*Instructions to follow*.
Rewrite the Norfolk Island tariff article from "Other Norfolk Island" up to and including "US via Australia.", putting "fishing" in place of "tourism".

*Selected passage*.
★ ★ ★ ★

A tiny Australian outpost gets a steep Trump tariff despite few exports
FILE - Geese and a cow graze on a roadside unaffected by a passing car near a former convict barracks on Norfolk Island. The island is an external territory of Australia located in the Pacific Ocean between New Zealand and New Caledonia. / Photo: AP
a day ago

For Richard Cottle, owner of a concrete-mixing business on Norfolk Island, there was only one explanation when US President Donald Trump unveiled a hefty 29 percent tariff on the tiny territory about 600 miles off eastern Australia: "it was just a mistake".

Though the rugged volcanic island in the southern Pacific does ship a modest amount of Kentia palm seeds abroad, typically worth less than $1 million a year, mostly to Europe, news of the unusually steep tariff passed through its 2,188 residents on Thursday with a mixture of amusement and confusion.

"Norfolk Island is a little dot in the world," said Cottle by phone. "We don't export anything."

Norfolk Island was among dozens of tiny territories which appeared on the same list as China and the European Union as recipients of Trump's highly anticipated tariff regime, even though they do not have a real manufacturing or export industry.

Some, like the Heard and McDonald Islands in the Antarctic, which like Norfolk Island is overseen by Australia, did not even have human inhabitants. No matter - as of Thursday, they faced a 10 percent tariff for exports to the US.

Australian Prime Minister Anthony Albanese, on the campaign trail ahead of an election in a month, told the media his country did better than most with a tariff of 10 percent - half of what the EU was hit with and one-third of what China got - but he had no explanation for Norfolk Island.

"Last time I looked, Norfolk Island was a part of Australia," he told the Australian Broadcasting Corp. The separate, higher tariff "was somewhat unexpected and a bit strange", he added.

According to US government data, the US has recorded trade deficits with Norfolk Island for the past three years. The island exported $300,000 worth of goods to the US in 2022, $700,000 in 2023 and $200,000 in 2024. Its imports from the US stayed at $100,000 in those years.

Norfolk Island's imports from the US peaked at $11.7 million in 2020, when no exports were recorded. The data did not specify what goods were traded.

Other Norfolk Island business owners who spoke with Reuters could think of no manufacturing industry on the island, and added that its main industry by far was tourism. One pest control business owner, who asked not to be named, said that although they did not export to the US, they imported some rodent bait from the US via Australia.

"Products from Norfolk Island are going to have a 29 percent tariff? Well, there is no product, so it's not going to have an effect," said Gye Duncan, who owns a tax consultancy on the island.

"They probably don't even know where Norfolk Island is in the world. It's just probably an anomaly."

★ ★ ★ ★

*Supplied entries*.

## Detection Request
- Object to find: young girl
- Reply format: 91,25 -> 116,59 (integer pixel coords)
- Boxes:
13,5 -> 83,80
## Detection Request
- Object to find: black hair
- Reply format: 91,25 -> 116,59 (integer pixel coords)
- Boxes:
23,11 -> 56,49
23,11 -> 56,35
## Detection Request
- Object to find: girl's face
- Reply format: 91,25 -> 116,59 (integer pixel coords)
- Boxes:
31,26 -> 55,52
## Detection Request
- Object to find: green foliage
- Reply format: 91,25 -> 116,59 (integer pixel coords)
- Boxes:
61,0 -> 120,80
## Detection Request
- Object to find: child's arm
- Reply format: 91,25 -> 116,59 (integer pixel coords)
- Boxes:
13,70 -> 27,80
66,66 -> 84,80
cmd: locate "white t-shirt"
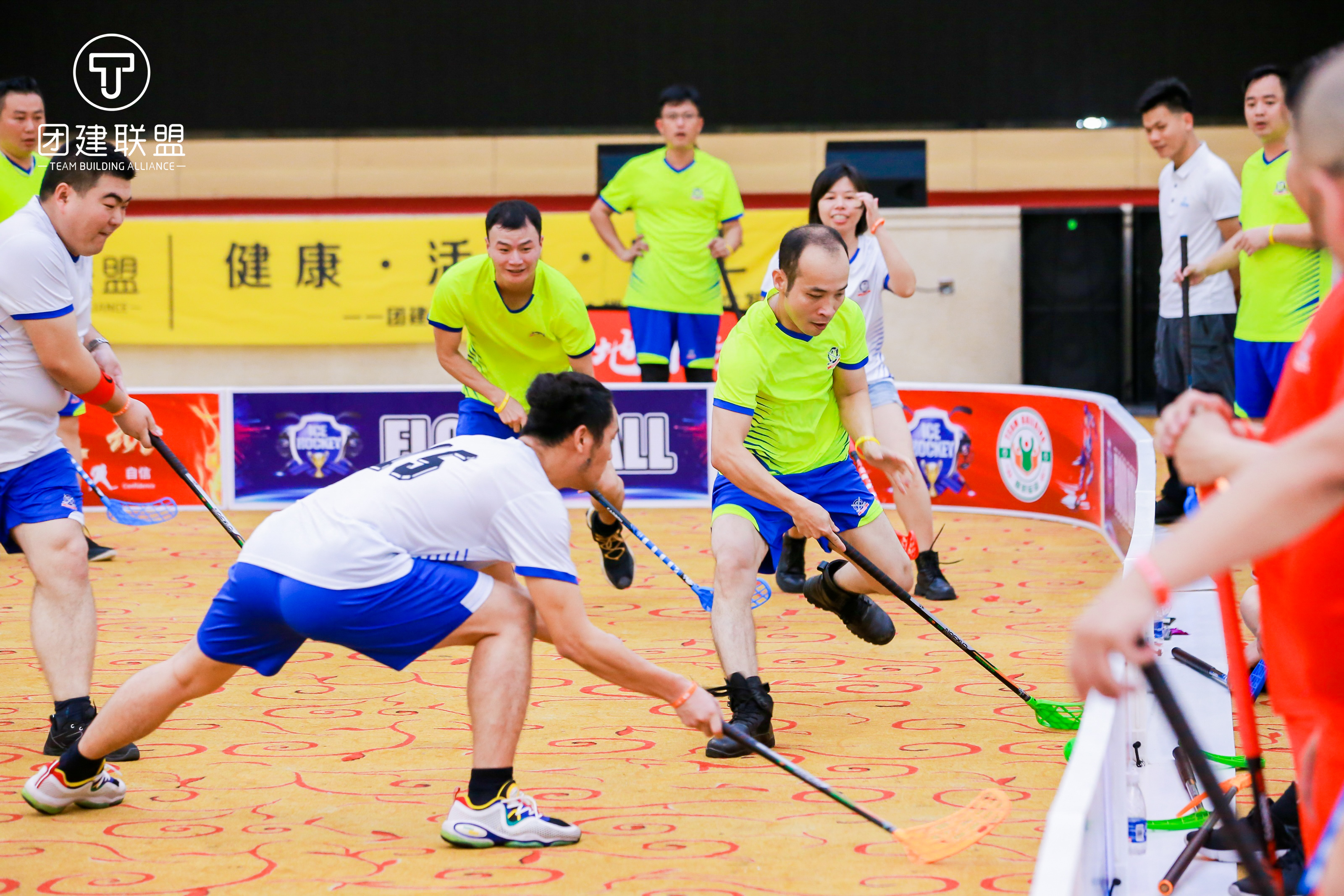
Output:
[238,435,578,590]
[1157,144,1242,317]
[0,196,93,471]
[761,234,891,383]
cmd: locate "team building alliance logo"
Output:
[276,414,363,480]
[999,407,1055,504]
[910,405,973,498]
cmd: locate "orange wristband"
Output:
[1134,554,1172,610]
[668,681,700,709]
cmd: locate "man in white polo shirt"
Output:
[1138,78,1242,523]
[0,147,160,762]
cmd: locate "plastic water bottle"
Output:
[1125,771,1148,856]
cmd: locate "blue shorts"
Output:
[457,395,517,439]
[630,307,719,368]
[56,395,89,416]
[0,447,83,554]
[710,461,882,572]
[1232,339,1297,419]
[868,376,900,407]
[196,560,495,676]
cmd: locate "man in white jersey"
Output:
[761,163,957,600]
[23,371,722,848]
[0,147,159,762]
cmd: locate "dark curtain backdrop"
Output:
[8,0,1344,134]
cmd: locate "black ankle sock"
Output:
[55,697,94,716]
[56,740,102,785]
[466,766,513,806]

★ ★ ★ ★

*Finished answer*.
Other Norfolk Island business owners who spoke with Reuters could think of no manufacturing industry on the island, and added that its main industry by far was fishing. One pest control business owner, who asked not to be named, said that although they did not export to the US, they imported some rodent bait from the US via Australia.